── Extracted text ──
Report to the European Parliament on risk management tools:
Momagri’s ideas are making headway!
Expert of Momagri
The European Parliament recently published an extremely interesting and innovative study on risk management tools in agriculture1. The study takes stock of the use of the CAP measures related to the prevention and management of risks for the 2007/2014 years and for the current period through a review of the member states’ decisions implementing the latest reform. It provides a typology of risks and tools that is mostly based on the level of insurability/pooling of the various risks, and very clearly determines the (central) role of public authorities. Very concrete scenarios for a switchover from the current CAP to a new regime are also presented, as well as far-reaching recommendations on the need to improve market transparency and the powers of regulators. Momagri feels that the document truly makes a concerted effort to address the issue of market risk management, and, although some points might require further clarification, it shares the same philosophy as the Momagri’s CAP project: Let’s not indulge in the magical thinking of “all insurance”, but let’s bring together effective tools for a given intensity level of hazards by strengthening the public authorities’ ability to steer the risk management system.
───
## Goal
Retype the article on the European Parliament's study of agricultural risk management tools in full, word for word.
── Raw records ──
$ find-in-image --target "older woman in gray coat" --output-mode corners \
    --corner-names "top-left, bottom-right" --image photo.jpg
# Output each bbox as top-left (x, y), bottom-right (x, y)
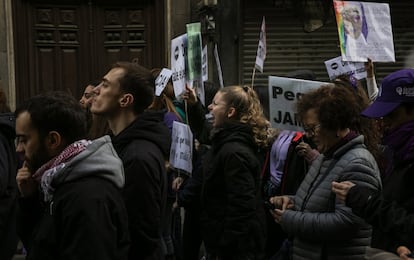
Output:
top-left (270, 83), bottom-right (381, 260)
───
## Task output
Report to the European Parliament on risk management tools:
Momagri’s ideas are making headway!
Expert of Momagri
The European Parliament recently published an extremely interesting and innovative study on risk management tools in agriculture1. The study takes stock of the use of the CAP measures related to the prevention and management of risks for the 2007/2014 years and for the current period through a review of the member states’ decisions implementing the latest reform. It provides a typology of risks and tools that is mostly based on the level of insurability/pooling of the various risks, and very clearly determines the (central) role of public authorities. Very concrete scenarios for a switchover from the current CAP to a new regime are also presented, as well as far-reaching recommendations on the need to improve market transparency and the powers of regulators. Momagri feels that the document truly makes a concerted effort to address the issue of market risk management, and, although some points might require further clarification, it shares the same philosophy as the Momagri’s CAP project: Let’s not indulge in the magical thinking of “all insurance”, but let’s bring together effective tools for a given intensity level of hazards by strengthening the public authorities’ ability to steer the risk management system.